RECORDED INFORMATION
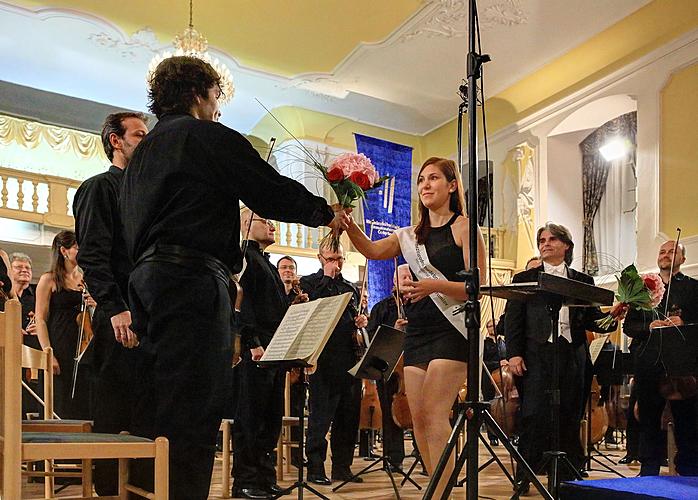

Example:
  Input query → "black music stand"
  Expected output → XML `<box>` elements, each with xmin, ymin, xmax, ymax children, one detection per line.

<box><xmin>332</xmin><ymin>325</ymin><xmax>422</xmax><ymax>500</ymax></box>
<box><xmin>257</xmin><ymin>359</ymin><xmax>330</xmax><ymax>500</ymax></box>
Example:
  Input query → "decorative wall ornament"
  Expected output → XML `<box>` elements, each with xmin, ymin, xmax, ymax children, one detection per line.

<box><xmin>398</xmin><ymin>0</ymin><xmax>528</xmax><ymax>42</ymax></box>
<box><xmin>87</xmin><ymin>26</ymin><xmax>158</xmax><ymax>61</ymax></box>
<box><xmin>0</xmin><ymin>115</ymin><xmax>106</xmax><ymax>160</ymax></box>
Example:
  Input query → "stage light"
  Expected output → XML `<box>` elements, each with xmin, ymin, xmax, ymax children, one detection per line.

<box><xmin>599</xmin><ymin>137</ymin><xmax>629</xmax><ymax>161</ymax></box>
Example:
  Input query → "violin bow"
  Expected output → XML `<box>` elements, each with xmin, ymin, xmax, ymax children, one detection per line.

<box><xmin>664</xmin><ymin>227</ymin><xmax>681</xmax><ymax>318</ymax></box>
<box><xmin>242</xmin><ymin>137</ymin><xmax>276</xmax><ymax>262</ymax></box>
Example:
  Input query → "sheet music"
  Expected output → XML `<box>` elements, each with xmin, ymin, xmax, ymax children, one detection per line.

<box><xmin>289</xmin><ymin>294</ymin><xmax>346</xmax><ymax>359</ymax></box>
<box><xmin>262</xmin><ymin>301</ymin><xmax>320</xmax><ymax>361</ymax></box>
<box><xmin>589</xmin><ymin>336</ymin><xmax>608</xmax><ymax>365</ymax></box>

--

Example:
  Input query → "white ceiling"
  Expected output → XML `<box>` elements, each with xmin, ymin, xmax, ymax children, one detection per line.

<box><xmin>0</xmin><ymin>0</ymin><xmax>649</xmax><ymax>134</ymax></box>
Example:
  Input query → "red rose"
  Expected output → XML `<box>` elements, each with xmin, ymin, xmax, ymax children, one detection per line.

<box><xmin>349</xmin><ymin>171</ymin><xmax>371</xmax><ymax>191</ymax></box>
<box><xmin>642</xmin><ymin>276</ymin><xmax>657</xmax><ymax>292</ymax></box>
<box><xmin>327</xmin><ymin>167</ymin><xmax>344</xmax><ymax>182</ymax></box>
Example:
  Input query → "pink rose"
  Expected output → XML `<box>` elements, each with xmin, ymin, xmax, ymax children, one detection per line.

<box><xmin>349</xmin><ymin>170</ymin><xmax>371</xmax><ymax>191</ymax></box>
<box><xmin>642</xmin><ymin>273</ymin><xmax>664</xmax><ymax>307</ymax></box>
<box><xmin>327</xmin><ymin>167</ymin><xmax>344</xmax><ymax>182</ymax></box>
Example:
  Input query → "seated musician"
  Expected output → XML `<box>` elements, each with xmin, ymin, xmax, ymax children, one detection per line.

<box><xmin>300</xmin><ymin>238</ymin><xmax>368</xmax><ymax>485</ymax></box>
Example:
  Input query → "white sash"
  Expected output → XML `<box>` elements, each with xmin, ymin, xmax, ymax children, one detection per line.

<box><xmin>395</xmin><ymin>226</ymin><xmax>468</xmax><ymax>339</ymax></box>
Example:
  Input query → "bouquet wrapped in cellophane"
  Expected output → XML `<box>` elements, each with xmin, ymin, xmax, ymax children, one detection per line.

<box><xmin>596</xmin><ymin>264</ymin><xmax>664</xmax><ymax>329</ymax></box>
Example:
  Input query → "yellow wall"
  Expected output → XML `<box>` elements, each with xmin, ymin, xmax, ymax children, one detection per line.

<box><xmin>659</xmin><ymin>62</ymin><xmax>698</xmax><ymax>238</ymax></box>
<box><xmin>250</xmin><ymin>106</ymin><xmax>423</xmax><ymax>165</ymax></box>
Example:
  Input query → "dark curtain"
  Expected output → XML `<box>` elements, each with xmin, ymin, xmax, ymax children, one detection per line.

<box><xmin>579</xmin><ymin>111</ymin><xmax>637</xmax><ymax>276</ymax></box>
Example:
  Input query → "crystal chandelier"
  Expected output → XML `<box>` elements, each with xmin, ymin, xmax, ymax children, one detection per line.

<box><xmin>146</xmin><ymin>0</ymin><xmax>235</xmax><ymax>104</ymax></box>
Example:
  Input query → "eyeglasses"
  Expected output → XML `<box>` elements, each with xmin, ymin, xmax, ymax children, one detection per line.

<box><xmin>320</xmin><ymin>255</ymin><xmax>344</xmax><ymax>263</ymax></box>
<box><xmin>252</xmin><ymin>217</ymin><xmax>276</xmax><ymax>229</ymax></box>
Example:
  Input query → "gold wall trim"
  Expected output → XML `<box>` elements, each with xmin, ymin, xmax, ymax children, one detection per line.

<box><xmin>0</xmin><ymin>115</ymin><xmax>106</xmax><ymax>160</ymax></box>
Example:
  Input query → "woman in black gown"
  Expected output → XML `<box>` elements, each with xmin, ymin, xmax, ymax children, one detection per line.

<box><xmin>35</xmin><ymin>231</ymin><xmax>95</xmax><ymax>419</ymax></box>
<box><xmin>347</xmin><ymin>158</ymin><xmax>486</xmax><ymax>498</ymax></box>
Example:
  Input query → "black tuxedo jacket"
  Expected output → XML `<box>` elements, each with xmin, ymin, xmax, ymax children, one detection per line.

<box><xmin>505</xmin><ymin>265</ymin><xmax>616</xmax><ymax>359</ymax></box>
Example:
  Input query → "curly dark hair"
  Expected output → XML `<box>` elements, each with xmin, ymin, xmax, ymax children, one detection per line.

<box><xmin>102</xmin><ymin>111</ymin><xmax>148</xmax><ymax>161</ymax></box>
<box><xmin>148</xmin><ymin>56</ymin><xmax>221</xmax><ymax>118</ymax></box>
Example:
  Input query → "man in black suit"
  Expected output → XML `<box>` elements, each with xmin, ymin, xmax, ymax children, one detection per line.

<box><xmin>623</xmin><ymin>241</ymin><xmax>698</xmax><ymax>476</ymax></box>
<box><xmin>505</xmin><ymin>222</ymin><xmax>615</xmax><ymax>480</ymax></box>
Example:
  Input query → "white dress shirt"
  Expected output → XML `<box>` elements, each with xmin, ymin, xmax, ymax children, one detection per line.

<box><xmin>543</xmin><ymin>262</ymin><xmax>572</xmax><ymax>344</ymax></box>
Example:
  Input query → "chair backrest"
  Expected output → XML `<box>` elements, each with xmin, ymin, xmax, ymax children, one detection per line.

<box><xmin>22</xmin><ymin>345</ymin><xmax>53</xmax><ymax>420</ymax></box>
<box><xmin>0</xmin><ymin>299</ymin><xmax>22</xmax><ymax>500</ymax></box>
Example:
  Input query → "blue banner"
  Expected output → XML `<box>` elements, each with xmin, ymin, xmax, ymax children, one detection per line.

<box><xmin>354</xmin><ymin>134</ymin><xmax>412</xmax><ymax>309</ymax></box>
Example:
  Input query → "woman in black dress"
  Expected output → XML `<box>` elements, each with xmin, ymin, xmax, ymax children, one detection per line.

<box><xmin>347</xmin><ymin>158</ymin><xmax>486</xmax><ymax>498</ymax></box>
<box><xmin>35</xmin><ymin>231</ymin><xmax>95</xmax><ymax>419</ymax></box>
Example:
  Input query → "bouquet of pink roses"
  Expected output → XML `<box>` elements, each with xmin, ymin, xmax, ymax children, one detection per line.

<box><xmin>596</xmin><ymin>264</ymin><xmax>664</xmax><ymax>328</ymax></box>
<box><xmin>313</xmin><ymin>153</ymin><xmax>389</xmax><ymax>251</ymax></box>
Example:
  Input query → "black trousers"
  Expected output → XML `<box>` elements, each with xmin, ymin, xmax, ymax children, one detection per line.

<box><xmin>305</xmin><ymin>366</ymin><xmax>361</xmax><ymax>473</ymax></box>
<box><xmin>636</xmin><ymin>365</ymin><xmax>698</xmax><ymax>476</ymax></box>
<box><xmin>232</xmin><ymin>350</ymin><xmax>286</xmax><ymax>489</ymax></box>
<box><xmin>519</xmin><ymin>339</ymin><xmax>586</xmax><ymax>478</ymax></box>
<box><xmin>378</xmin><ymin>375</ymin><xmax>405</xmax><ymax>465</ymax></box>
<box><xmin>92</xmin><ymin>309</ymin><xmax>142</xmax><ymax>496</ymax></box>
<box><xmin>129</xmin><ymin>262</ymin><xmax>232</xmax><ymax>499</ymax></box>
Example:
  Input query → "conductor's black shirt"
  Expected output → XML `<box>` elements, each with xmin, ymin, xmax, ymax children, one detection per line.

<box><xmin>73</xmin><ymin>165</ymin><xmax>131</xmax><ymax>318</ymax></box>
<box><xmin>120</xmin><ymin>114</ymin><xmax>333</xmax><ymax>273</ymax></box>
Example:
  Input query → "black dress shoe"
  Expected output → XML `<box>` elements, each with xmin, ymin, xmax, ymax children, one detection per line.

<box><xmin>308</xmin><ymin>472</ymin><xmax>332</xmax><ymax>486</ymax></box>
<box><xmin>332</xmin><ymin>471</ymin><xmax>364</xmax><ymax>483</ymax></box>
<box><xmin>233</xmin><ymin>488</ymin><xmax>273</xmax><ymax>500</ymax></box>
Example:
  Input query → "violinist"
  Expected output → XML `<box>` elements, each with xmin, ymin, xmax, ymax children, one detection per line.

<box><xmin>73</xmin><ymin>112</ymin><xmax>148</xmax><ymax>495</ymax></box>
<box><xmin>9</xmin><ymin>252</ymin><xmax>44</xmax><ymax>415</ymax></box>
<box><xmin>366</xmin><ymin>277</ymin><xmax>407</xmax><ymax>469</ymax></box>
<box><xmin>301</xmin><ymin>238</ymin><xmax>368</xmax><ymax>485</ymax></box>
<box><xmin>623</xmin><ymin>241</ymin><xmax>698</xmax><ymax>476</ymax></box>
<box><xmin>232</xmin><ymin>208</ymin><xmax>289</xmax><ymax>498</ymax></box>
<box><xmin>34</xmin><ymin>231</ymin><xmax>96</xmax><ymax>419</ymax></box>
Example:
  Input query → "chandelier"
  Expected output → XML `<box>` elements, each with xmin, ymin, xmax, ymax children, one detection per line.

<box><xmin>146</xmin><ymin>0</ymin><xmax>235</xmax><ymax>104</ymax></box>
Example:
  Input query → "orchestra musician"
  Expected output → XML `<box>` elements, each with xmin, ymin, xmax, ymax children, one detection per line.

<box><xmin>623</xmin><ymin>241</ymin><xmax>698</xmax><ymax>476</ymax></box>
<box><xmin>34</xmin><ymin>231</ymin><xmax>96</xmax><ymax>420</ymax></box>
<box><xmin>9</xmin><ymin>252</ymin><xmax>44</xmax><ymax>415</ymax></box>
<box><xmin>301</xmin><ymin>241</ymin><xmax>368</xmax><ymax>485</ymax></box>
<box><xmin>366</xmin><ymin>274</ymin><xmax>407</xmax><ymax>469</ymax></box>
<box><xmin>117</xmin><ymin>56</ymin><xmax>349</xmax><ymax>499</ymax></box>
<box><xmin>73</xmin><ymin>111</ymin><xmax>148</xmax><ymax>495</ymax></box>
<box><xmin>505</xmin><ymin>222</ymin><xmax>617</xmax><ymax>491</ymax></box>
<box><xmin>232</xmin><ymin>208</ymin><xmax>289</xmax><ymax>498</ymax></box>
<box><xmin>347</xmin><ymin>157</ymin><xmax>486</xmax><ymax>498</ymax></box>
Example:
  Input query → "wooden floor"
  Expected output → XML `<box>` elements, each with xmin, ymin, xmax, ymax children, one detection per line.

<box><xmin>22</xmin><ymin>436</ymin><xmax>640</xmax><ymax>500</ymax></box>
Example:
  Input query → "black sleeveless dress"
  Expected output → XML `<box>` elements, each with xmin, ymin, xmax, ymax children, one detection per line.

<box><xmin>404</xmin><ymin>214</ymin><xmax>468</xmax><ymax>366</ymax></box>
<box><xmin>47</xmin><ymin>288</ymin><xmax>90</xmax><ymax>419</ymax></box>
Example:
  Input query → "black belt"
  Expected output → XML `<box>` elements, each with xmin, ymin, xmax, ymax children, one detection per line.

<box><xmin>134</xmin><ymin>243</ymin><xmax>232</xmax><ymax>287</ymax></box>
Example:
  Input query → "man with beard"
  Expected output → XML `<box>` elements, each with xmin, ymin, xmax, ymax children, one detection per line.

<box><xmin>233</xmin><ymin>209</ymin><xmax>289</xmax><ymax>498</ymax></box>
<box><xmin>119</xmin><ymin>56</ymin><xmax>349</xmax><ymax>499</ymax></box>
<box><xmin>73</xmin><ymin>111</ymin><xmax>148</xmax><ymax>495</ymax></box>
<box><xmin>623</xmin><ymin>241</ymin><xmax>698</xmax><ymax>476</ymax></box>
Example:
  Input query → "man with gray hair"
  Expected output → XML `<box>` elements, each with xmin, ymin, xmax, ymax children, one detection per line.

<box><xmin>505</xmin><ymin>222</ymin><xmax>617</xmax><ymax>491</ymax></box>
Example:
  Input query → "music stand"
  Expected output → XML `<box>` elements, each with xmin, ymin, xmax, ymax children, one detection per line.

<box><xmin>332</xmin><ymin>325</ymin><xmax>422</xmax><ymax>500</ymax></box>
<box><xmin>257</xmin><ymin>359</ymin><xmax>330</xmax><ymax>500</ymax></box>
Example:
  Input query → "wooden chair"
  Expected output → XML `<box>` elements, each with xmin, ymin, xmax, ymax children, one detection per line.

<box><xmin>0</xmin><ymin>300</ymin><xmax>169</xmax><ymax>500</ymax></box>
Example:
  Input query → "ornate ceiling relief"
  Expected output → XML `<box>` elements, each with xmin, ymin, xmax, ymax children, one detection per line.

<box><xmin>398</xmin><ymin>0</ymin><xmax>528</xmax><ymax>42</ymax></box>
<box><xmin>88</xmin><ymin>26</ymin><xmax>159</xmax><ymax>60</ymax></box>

WHAT YOU ARE ASKED TO DO
Count the lines above that contain the string "dress", treating uppercase and lowercase as different, and reply with only that number.

OUTPUT FOR THIS TASK
4